- _Attività A_
Ricopia dal testo sulla Bce e la Bundesbank il passo che si apre con le parole contenenti "Ma perché questa" e si chiude con "Repubblica Giorgio Napolitano.".
- _Attività B_
Scrivi il seguito del testo sulla Bce e la Bundesbank, partendo da dove termina.

- _Testo della pagina_

◇ ◇ ◇ ◇

Ma perché questa presa di posizione si possa tradurre anche in una strategia articolata servono due elementi. Il primo è l'appoggio dei protagonisti politici di Eurolandia. E ieri questo appoggio è arrivato attraverso le prese di posizione ai massimi livelli: il ministro delle Finanze tedesco Schaüble, la dichiarazione congiunta Merkel-Hollande l'incontro con il presidente della Repubblica Giorgio Napolitano.
Il secondo elemento è il negoziato più difficile, quello che il presidente della Banca centrale europea sta conducendo all'interno del board dell'Eurotower. Lo si è capito subito ieri mattina: non a caso nella prima parte della mattinata l'euro/dollaro si è leggermente deprezzato, portandosi fino a 1,2243 per effetto delle dichiarazioni di un portavoce della Bundesbank, che ha sottolineato come la posizione contraria agli acquisti di titoli di Stato della banca centrale tedesca non si sia modificata. «È evidente che lo scoglio principale in questo momento è rappresentato dalla Bundesbank – osserva Mario Sarcinelli, economista, presidente di Dexia-Crediop e vicepresidente dell'Abi –. La Bundesbank ha sempre dato voce alla paura del popolo tedesco per l'inflazione ed è sempre stata riluttante ad accettare interpretazioni più ampie del mandato della Bce. Si tratta di una questione molto delicata perché la Banca centrale tedesca ha diritto di voto in direttivo. Ora, se Mario Draghi ha avuto la benedizione di Merkel e Schaüble ma non riuscisse a spuntare l'astensione della Buba, una decisione presa a maggioranza del board provocherebbe reazioni dure a partire dal giorno dopo fino al 12 settembre, giorno del pronunciamento della Corte Costituzionale tedesca».

◇ ◇ ◇ ◇

- _Voci fornite_
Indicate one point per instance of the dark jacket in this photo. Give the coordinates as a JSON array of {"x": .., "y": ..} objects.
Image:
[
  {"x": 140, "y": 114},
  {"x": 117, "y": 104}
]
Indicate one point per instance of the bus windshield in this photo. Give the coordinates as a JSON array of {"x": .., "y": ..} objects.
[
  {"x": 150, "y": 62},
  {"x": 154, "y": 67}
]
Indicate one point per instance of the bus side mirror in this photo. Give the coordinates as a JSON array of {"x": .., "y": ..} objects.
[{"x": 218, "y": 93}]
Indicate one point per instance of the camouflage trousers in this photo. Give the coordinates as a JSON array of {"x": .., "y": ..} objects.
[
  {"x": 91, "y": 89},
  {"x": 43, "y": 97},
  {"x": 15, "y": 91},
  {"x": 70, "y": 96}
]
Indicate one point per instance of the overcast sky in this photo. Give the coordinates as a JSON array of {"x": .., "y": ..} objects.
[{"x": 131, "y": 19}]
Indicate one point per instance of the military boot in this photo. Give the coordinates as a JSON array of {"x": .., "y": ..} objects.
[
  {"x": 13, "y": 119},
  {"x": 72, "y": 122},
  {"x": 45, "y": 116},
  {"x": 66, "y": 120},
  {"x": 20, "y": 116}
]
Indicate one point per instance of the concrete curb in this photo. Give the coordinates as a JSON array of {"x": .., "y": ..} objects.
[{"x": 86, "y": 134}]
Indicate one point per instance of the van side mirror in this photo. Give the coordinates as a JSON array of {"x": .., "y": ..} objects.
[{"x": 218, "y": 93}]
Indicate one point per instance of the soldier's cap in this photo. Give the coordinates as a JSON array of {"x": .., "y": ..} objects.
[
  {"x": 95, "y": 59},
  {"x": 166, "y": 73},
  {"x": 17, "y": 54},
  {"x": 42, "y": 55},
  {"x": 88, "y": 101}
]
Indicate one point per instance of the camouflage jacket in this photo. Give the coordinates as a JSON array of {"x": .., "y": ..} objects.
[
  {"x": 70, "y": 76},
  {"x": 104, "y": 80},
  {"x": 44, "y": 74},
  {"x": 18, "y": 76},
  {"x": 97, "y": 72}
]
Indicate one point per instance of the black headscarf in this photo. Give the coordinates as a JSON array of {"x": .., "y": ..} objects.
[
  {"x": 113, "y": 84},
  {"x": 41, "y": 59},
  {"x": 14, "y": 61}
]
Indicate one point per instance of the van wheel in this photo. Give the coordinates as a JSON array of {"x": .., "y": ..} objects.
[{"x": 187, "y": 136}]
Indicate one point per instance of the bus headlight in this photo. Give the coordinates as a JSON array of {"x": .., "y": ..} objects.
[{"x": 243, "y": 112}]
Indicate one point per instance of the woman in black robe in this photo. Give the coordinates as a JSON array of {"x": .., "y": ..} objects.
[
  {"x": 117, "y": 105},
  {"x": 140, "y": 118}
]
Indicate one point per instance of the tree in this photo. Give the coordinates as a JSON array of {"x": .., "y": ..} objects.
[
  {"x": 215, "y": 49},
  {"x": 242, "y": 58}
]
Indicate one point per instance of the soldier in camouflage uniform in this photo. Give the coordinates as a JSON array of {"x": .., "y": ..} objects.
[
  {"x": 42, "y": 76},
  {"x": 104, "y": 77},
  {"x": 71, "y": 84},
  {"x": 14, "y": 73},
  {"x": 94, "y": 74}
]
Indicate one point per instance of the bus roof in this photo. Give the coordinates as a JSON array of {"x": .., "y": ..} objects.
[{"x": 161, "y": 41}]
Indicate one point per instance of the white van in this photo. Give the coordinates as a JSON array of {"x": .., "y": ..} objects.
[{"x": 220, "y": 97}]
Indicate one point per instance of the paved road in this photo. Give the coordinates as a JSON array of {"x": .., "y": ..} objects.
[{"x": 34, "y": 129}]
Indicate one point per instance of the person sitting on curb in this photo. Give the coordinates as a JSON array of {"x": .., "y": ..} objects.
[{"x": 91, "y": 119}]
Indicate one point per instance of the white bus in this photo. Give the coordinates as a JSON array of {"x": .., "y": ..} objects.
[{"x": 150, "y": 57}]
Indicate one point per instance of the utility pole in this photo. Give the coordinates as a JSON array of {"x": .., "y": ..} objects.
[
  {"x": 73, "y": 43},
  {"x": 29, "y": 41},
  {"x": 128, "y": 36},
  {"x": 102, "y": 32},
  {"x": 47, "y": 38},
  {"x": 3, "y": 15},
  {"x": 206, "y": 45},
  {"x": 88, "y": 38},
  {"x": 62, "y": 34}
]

◇ ◇ ◇ ◇

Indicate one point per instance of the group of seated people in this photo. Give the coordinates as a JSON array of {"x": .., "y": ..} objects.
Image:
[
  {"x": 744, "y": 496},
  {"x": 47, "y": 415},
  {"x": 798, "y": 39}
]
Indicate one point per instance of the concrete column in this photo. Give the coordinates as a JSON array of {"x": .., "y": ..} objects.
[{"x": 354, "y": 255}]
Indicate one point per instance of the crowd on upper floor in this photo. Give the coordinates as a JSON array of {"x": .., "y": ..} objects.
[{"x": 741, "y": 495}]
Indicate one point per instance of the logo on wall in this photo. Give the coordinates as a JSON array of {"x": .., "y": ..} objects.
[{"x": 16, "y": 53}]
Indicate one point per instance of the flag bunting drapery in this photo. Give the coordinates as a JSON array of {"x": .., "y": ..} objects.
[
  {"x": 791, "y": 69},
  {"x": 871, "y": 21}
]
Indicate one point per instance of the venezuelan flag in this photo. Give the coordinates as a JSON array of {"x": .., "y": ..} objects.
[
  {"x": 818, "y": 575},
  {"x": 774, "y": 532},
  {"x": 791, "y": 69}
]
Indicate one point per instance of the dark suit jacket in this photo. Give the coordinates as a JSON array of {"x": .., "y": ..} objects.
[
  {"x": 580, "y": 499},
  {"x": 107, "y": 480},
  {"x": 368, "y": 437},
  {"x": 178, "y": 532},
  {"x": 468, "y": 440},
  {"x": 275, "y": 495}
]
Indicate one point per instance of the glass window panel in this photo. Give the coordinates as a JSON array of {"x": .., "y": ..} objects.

◇ ◇ ◇ ◇

- _Risposta scritta A_
Ma perché questa presa di posizione si possa tradurre anche in una strategia articolata servono due elementi. Il primo è l'appoggio dei protagonisti politici di Eurolandia. E ieri questo appoggio è arrivato attraverso le prese di posizione ai massimi livelli: il ministro delle Finanze tedesco Schaüble, la dichiarazione congiunta Merkel-Hollande l'incontro con il presidente della Repubblica Giorgio Napolitano.

- _Risposta scritta B_
Ecco perché, secondo Sarcinelli, in questo momento siamo nelle mani della Germania «È molto importante – conclude – ottenere un consenso politico di fondo: serve qualcosa che convinca la Bundesbank a sotterrare l'ascia di guerra».
Di qui alla riunione del 1° e del 2 agosto, quindi, Draghi dovrà lavorare su quel crinale interpretativo sottile, lo stesso che fu utilizzato anche da Jean Claude Trichet nell'agosto del 2011 per mettere in atto la sua politica di Securities markets programme. Si tratta del ragionamento per cui se la manovra sui tassi non riesce a funzionare e in alcuni settori si determinano pressioni deflazionistiche, la Banca centrale, per il suo mandato statutario, ha il dovere di intervenire, con quelle che una volta si chiamavano operazioni di mercato aperto. Un altro Ecb watcher di rango, l'economista Marcello De Cecco, appare meno preoccupato sulle chance di Draghi di ottenere il consenso tedesco. «In primo luogo- osserva De Cecco– si è già visto con la presa di posizione del governatore Nowotny che Draghi può contare su un consenso ampio all'interno del board. In secondo luogo da sempre, in Germania, quando c'è una contrapposizione tra i politici e Bundesbank, alla prova finale hanno sempre vinto i politici. Infine, Mario Draghi è una persona di estrema prudenza: se parla, vuol dire che ha già sentito molte opinioni di rilievo».